## TASK REQUIREMENTS
Print out the data below with every line intact.

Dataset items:
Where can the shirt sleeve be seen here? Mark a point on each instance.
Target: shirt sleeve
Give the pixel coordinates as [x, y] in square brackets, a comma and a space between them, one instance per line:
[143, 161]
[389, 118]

## RESPONSE BOX
Where can the shirt sleeve be seen here? Mark a point on each instance.
Target: shirt sleeve
Give the pixel coordinates as [x, y] in square brackets, a comma and a space between them, one instance per line:
[143, 161]
[389, 118]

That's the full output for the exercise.